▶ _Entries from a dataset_
····················
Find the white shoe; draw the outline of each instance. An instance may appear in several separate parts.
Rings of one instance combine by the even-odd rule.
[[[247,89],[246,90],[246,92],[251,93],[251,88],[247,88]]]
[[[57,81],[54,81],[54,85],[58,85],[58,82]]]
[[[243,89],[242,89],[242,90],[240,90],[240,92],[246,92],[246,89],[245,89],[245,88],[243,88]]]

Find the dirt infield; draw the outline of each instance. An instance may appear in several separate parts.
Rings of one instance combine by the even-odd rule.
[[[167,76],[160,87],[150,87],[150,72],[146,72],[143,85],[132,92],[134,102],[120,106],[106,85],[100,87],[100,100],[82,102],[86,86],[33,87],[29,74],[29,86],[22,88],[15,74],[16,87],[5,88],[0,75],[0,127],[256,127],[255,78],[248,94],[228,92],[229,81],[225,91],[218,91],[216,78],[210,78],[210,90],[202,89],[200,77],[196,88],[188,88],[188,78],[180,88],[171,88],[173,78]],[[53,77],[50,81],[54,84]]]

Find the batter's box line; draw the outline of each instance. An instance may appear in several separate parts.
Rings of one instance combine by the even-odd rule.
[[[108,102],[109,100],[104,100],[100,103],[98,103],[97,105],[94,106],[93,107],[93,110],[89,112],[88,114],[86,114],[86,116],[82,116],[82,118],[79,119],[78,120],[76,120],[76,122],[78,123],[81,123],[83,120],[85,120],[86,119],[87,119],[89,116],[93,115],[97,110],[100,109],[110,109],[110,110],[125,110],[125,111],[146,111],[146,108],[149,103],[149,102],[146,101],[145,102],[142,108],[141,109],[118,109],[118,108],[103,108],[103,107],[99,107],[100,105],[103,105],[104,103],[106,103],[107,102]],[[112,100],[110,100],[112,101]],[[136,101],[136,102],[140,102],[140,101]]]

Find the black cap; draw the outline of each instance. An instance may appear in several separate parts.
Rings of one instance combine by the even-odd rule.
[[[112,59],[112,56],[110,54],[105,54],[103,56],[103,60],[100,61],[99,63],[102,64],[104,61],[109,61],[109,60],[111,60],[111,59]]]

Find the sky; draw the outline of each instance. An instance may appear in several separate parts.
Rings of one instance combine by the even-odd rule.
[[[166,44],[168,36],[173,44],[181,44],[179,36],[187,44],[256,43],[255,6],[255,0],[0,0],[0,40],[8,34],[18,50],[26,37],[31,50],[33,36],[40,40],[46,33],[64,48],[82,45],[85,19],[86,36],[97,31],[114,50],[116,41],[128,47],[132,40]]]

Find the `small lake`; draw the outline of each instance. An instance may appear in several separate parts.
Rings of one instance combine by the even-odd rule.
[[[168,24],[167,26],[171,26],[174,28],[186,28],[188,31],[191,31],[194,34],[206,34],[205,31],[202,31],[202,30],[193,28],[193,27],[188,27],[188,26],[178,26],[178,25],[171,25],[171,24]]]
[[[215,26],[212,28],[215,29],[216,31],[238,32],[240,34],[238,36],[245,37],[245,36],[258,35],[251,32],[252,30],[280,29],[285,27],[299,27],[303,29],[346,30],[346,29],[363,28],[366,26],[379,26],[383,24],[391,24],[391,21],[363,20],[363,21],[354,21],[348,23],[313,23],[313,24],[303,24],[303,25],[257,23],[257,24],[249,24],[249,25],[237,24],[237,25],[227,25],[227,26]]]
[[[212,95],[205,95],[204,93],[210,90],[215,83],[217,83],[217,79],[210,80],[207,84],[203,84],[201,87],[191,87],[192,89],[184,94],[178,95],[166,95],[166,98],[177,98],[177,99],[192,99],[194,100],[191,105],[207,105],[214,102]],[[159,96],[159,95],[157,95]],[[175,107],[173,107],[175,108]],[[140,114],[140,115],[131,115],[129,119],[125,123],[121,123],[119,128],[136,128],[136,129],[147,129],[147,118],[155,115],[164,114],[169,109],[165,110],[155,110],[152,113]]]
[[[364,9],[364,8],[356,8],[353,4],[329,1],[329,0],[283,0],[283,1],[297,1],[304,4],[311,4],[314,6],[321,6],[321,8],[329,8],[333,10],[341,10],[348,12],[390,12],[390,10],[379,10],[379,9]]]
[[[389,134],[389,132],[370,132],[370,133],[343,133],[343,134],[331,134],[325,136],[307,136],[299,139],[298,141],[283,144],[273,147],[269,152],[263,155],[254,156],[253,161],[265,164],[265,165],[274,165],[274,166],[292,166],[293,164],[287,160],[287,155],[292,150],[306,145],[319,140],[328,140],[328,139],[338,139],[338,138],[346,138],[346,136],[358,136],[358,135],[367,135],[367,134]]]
····················
▶ _Problem requirements_
Restate each of the entries above verbatim.

▶ _Solution_
Find the white shoe; draw the outline of each instance. An instance may appear in several separate parts.
Rings of one instance combine by the even-odd rule.
[[[247,89],[246,90],[246,92],[251,93],[251,88],[247,88]]]
[[[57,81],[54,81],[54,85],[58,85],[58,82]]]
[[[243,89],[242,89],[242,90],[240,90],[240,92],[246,92],[246,89],[245,89],[245,88],[243,88]]]

Find the dirt infield; draw the outline of each instance. An instance may appear in several separate parts.
Rings of one instance combine by the even-odd rule.
[[[167,76],[160,87],[150,87],[150,72],[146,72],[143,85],[132,92],[134,102],[120,106],[106,85],[100,87],[100,100],[82,102],[86,86],[33,87],[29,74],[29,86],[22,88],[15,74],[16,87],[5,88],[0,75],[0,127],[256,127],[255,78],[248,94],[228,92],[229,81],[225,91],[218,91],[216,78],[210,78],[210,90],[202,89],[200,77],[196,88],[188,88],[188,78],[180,88],[171,88],[173,78]],[[53,77],[50,81],[54,84]]]

Find the batter's box line; draw the outline of each instance. An instance may appear in several separate parts.
Rings of one instance combine by the even-odd rule.
[[[108,102],[109,100],[104,100],[100,103],[98,103],[97,105],[94,106],[93,107],[93,110],[89,112],[88,114],[86,114],[86,116],[82,116],[82,118],[79,119],[78,120],[76,120],[76,122],[78,123],[81,123],[83,120],[85,120],[86,119],[87,119],[89,116],[93,115],[97,110],[100,109],[110,109],[110,110],[125,110],[125,111],[146,111],[146,108],[149,103],[149,102],[146,101],[145,102],[142,108],[141,109],[118,109],[118,108],[103,108],[103,107],[99,107],[100,105],[103,105],[104,103],[106,103],[107,102]],[[112,100],[110,100],[112,101]],[[136,101],[136,102],[140,102],[140,101]]]

Find the black cap; draw the outline of each instance. An instance may appear in several separate parts.
Rings of one instance combine by the even-odd rule.
[[[112,59],[112,56],[110,54],[105,54],[103,56],[103,60],[100,61],[99,63],[102,64],[104,61],[109,61],[109,60],[111,60],[111,59]]]

Find the sky; draw the outline of each instance. An instance may appear in several separate parts.
Rings of one instance combine by the even-odd rule.
[[[166,44],[168,36],[173,44],[181,44],[179,36],[187,44],[256,43],[255,6],[255,0],[0,0],[0,40],[8,34],[18,50],[26,37],[31,50],[33,36],[40,40],[46,33],[64,48],[82,45],[85,19],[86,36],[97,31],[114,50],[116,41],[128,47],[132,40]]]

Find the `small lake`; draw the outline of each instance. An instance may appear in several separate parts.
Rings of one instance combine by the even-odd rule.
[[[168,24],[167,26],[171,26],[174,28],[186,28],[188,31],[191,31],[194,34],[206,34],[205,31],[202,31],[202,30],[193,28],[193,27],[188,27],[188,26],[178,26],[178,25],[171,25],[171,24]]]
[[[215,26],[212,28],[215,29],[216,31],[238,32],[240,34],[238,36],[245,37],[245,36],[258,35],[251,32],[252,30],[280,29],[285,27],[299,27],[303,29],[346,30],[346,29],[363,28],[366,26],[379,26],[383,24],[391,24],[391,21],[363,20],[363,21],[354,21],[348,23],[313,23],[313,24],[303,24],[303,25],[257,23],[257,24],[249,24],[249,25],[237,24],[237,25],[227,25],[227,26]]]
[[[212,95],[205,95],[204,93],[210,90],[215,83],[217,83],[217,79],[210,80],[207,84],[203,84],[201,87],[191,87],[192,89],[184,94],[178,95],[166,95],[166,98],[177,98],[177,99],[192,99],[194,100],[191,105],[207,105],[214,102]],[[159,96],[159,95],[157,95]],[[175,107],[173,107],[175,108]],[[140,114],[140,115],[131,115],[129,119],[125,123],[121,123],[119,128],[136,128],[136,129],[147,129],[147,118],[155,115],[164,114],[169,109],[165,110],[155,110],[152,113]]]
[[[364,9],[364,8],[356,8],[353,4],[329,1],[329,0],[283,0],[283,1],[297,1],[304,4],[311,4],[314,6],[321,6],[321,8],[329,8],[333,10],[341,10],[348,12],[390,12],[390,10],[379,10],[379,9]]]
[[[389,134],[389,132],[370,132],[370,133],[343,133],[343,134],[331,134],[325,136],[307,136],[299,139],[298,141],[283,144],[273,147],[269,152],[263,155],[254,156],[253,161],[265,164],[265,165],[274,165],[274,166],[292,166],[293,164],[287,160],[287,155],[292,150],[306,145],[319,140],[328,140],[328,139],[338,139],[338,138],[346,138],[346,136],[358,136],[358,135],[367,135],[367,134]]]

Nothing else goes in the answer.